• Given exercise:
Rewrite the entries below with "granite" in place of every "marble", leaving everything else unchanged.

• Record excerpts:
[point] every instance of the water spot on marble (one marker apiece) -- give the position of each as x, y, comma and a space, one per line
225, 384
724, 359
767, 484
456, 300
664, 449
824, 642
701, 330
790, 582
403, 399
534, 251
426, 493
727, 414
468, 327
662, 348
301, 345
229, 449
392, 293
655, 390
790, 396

• Task solution:
[point] every instance of the water spot on granite (one marker apiece) -- give the position of each as x, y, comma and a space, one per line
225, 384
724, 359
767, 484
456, 300
664, 449
824, 642
701, 330
790, 582
403, 399
534, 251
426, 493
727, 414
468, 327
662, 348
301, 345
229, 449
392, 293
655, 390
790, 396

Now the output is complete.